_Exercise instructions_
A verbatim reproduction of the lines below, from the line containing "Every instance of the green grass" through the line containing "Target: water stream", both ends included, is the whole required output.

_Source material_
=== Section Start ===

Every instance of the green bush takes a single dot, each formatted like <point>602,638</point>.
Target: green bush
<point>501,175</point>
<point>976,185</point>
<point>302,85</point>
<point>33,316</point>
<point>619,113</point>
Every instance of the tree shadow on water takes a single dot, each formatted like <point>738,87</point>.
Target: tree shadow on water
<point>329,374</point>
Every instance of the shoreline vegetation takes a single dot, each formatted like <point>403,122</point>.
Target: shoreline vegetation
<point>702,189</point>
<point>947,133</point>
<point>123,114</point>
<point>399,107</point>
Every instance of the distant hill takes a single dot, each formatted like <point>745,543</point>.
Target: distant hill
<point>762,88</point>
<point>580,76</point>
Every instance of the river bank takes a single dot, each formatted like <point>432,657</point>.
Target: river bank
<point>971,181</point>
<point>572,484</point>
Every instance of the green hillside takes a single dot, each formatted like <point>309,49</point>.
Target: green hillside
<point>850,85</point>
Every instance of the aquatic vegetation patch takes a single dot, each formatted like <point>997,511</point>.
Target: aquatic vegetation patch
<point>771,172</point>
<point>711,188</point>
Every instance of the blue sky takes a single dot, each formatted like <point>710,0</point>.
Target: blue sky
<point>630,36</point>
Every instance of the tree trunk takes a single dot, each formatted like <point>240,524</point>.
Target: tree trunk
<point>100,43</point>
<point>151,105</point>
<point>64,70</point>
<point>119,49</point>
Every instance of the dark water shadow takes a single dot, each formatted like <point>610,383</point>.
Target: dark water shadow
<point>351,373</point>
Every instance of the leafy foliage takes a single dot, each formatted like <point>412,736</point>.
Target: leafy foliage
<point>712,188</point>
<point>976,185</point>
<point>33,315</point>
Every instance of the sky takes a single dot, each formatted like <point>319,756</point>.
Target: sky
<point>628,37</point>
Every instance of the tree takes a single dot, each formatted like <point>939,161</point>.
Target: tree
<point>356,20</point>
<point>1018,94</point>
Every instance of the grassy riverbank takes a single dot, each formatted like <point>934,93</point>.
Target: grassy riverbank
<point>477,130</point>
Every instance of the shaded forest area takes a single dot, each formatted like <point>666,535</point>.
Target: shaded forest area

=== Section End ===
=== Section Start ===

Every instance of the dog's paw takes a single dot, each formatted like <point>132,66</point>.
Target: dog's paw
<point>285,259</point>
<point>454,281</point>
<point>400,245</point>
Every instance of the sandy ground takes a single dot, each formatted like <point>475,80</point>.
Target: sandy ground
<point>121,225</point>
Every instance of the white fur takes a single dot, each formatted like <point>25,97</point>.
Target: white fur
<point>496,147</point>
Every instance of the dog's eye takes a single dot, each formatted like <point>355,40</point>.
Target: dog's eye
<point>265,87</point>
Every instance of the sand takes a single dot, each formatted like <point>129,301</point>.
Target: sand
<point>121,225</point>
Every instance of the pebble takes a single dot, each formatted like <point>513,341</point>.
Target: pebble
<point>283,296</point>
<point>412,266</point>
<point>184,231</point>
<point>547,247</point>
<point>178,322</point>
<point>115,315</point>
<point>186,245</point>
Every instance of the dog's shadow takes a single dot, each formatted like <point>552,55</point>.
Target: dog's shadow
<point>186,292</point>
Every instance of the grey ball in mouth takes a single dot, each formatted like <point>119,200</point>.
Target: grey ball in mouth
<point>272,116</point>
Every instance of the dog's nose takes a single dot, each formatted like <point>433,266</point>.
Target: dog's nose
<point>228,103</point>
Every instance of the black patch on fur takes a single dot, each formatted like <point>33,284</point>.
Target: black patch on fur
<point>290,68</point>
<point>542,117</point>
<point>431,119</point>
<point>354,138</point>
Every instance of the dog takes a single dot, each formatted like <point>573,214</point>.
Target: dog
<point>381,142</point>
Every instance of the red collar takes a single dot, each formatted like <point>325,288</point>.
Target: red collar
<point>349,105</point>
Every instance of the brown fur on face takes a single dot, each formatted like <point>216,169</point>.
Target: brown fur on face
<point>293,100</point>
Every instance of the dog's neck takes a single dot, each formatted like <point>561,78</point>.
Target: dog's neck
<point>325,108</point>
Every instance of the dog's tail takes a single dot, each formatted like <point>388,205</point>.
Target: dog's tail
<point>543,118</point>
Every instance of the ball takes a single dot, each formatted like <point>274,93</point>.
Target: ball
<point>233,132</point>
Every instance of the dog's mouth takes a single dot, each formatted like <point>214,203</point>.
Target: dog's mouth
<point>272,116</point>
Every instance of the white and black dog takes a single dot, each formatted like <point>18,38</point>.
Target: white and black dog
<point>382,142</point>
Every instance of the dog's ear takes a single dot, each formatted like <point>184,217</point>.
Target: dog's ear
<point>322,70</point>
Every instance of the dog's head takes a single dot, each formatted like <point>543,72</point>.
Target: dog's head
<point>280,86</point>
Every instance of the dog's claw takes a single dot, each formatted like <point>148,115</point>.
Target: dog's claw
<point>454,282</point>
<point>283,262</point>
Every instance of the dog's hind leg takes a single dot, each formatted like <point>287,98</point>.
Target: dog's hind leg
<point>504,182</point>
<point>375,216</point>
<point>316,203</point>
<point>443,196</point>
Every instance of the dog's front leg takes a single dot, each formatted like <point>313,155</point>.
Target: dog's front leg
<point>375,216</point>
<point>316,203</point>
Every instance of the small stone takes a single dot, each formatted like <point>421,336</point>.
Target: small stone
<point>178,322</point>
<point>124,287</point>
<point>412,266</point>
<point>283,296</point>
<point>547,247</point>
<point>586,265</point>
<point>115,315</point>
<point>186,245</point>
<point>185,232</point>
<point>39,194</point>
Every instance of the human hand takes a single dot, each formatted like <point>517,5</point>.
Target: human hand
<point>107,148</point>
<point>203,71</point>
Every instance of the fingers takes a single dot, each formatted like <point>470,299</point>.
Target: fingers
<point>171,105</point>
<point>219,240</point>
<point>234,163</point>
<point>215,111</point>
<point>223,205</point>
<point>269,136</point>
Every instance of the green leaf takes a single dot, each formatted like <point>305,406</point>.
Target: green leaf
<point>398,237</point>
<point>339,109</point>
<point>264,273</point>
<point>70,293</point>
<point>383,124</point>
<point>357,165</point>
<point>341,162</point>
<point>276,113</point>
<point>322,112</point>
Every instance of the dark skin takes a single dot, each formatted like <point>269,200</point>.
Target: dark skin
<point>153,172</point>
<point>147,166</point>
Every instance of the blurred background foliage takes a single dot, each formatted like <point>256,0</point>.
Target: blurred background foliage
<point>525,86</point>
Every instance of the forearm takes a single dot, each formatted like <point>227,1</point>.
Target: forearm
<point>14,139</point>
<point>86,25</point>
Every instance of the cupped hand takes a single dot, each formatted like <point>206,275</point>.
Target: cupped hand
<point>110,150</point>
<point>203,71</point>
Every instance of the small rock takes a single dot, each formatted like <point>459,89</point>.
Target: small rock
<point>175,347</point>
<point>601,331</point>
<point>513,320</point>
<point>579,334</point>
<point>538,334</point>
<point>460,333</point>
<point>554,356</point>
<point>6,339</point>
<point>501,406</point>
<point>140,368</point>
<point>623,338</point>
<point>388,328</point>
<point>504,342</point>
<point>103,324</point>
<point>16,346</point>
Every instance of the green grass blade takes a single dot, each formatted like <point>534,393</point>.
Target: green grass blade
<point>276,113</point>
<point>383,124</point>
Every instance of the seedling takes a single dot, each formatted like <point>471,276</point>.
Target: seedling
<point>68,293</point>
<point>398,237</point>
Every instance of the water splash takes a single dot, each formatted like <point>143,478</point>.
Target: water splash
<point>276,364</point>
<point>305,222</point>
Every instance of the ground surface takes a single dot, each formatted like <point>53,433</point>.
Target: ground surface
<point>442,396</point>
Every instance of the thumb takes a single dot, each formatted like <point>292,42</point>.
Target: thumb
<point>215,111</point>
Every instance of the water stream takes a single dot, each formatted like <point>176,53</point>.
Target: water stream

=== Section End ===
=== Section Start ===

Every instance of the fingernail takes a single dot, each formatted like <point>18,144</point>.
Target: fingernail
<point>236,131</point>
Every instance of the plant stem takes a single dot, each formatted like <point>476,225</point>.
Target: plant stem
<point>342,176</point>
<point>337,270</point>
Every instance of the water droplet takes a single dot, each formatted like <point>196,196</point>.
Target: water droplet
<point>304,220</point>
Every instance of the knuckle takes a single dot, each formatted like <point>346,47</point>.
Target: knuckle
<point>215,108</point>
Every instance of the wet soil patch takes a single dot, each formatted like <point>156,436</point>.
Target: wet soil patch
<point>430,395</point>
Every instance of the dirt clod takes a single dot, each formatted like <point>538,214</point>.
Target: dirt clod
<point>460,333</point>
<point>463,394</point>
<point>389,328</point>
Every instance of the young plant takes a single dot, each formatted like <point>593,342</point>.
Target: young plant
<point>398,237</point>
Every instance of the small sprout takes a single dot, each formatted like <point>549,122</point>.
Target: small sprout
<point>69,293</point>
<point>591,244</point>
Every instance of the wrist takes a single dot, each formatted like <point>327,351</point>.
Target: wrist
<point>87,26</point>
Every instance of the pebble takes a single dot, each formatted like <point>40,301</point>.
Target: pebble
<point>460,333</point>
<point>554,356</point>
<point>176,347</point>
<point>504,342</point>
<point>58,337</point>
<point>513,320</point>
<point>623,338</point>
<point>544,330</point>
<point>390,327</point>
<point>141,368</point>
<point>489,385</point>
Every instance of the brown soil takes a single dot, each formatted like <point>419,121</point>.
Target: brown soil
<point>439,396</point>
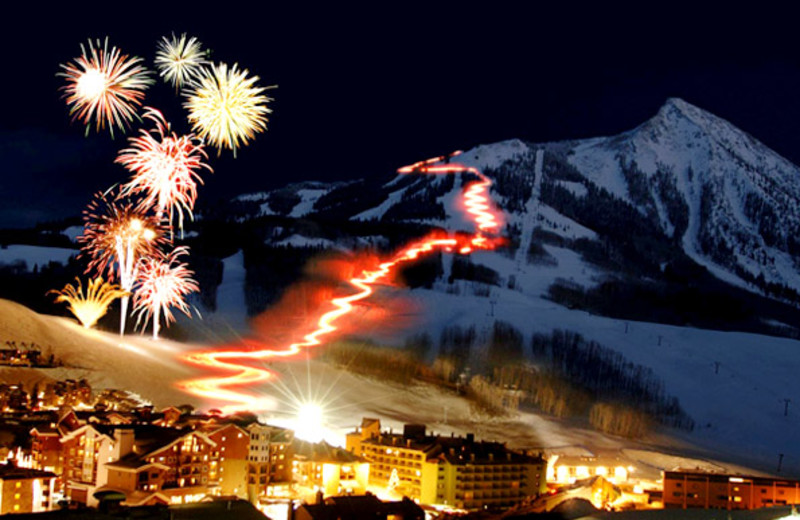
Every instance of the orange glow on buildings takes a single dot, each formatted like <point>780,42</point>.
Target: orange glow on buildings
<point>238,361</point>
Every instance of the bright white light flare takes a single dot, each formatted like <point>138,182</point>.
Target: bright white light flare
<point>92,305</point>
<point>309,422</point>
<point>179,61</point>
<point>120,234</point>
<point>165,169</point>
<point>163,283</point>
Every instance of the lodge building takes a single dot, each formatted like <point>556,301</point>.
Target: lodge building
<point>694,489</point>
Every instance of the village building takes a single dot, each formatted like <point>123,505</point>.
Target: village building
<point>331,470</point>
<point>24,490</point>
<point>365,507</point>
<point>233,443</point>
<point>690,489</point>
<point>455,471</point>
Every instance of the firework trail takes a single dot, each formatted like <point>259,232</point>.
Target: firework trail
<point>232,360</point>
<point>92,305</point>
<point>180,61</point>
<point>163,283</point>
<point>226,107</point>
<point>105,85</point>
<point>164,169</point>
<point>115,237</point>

=== Section End ===

_Written solution_
Every instance of the green grass blade takes a single dot, each formatted like <point>534,393</point>.
Target: green grass blade
<point>276,113</point>
<point>383,124</point>
Every instance of the seedling takes a single dot, each formatted like <point>471,276</point>.
Target: seedling
<point>68,293</point>
<point>398,237</point>
Every instance of the water splash takes a single dot, each formatted like <point>143,478</point>.
Target: water splash
<point>276,364</point>
<point>305,222</point>
Every instance of the ground surface takes a single dot, each formatted like <point>53,433</point>.
Target: ground surface
<point>442,396</point>
Every instance of the thumb takes a single dot, each formatted like <point>292,42</point>.
Target: thumb
<point>215,111</point>
Every instance of the water stream takes a single dot, each formatted like <point>176,53</point>.
Target: water stream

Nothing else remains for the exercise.